Exercise description: Every record here must be copied exactly, except for the images it holds.
━━ Record extracts ━━
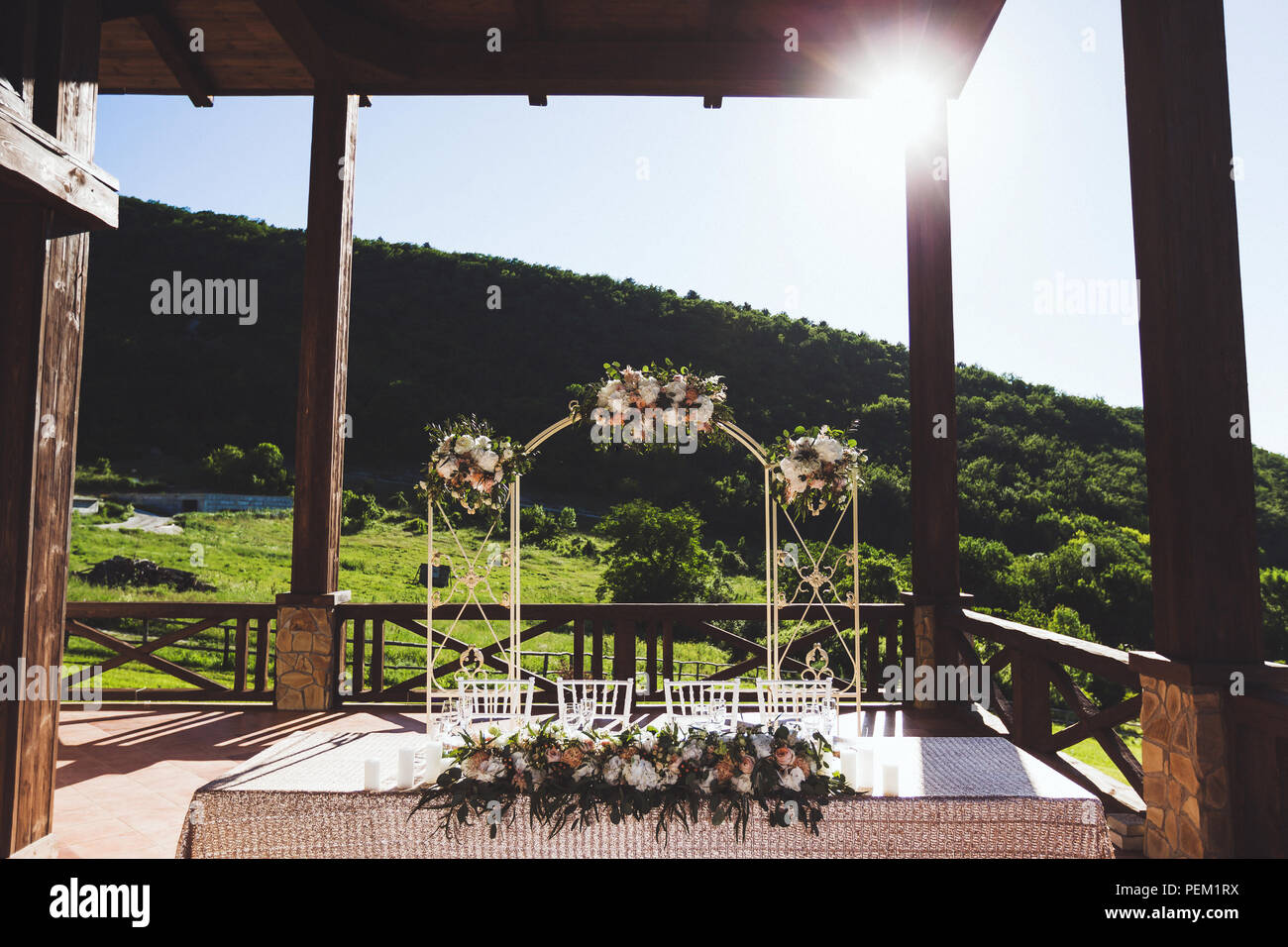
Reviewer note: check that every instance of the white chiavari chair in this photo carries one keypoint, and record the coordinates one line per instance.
(603, 705)
(483, 702)
(807, 703)
(706, 702)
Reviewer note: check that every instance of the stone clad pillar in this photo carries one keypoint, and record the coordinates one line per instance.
(309, 651)
(1186, 770)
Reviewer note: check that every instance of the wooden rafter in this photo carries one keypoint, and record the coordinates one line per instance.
(180, 60)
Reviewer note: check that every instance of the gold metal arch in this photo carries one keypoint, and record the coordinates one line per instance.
(776, 648)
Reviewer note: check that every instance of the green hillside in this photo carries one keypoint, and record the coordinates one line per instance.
(1042, 474)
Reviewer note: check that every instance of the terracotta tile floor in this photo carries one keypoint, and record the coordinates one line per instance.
(125, 776)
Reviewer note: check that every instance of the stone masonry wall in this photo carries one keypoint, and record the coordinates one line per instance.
(1186, 779)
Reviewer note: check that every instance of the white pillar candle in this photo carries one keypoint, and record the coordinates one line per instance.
(850, 767)
(864, 766)
(889, 779)
(406, 767)
(433, 759)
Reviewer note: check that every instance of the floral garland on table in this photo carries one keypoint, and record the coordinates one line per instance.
(812, 468)
(472, 466)
(574, 779)
(647, 405)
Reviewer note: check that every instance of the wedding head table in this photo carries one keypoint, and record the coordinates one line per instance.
(957, 797)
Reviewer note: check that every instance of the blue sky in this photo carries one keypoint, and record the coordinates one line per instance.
(790, 205)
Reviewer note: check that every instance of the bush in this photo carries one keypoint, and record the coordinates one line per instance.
(359, 512)
(261, 471)
(657, 556)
━━━
Result of this task:
Reviewer note: check that every instance of the white chiavari chair in this photo carries one keypoint, and record the coordinates one line per instance.
(603, 705)
(483, 702)
(807, 703)
(706, 702)
Reviewer note: check that every instance of the stone clad pillar in this photo carries one keypoint, and record the coordinates one line per instance.
(309, 651)
(1186, 770)
Reviewer note: check that every instance of the wooden rafter in this photo carries one keypoint, and record the coordinates one line per instance.
(180, 60)
Reviewer note: check that every instance of the gold metal arch in this photo carries one keypoint, and record the coordinates one line per instance.
(776, 648)
Reviewer note: check that every instance of the green hillside in this photo carries one keypoint, and record the coordinates one line per instance.
(1042, 474)
Reviewer note: check that every instance of the terracotta tile floor in this photo carries one keypoint, and record the coordinates one line per instance.
(125, 776)
Reviewer note: check that every instance of the stone masonry wall in this photo carries one keypoint, and record the coordinates one line per instance.
(1186, 779)
Reviewer note: check that every instance of the white pillar candle in this photo carries one keypoint, and record the coordinates one line per instance.
(850, 767)
(864, 766)
(889, 779)
(406, 767)
(433, 759)
Reviewer note: check that every instance of the floral garland on table in this photo carries one keypoint, and record the coordinates one line per instance.
(812, 468)
(472, 466)
(574, 779)
(647, 405)
Reviewer note: check that every instance of the wedding head table in this photo carries one keypoint, and record the coordinates one line per instance.
(957, 797)
Reviewer note: check that every instance of the blue sky in this photo carries one keypoint, and record the coordinates one line per instance.
(790, 205)
Reviewer note: check that every instance of the bush in this photo carries one keypoint, and record the coordinates one line per instance.
(359, 512)
(261, 471)
(657, 556)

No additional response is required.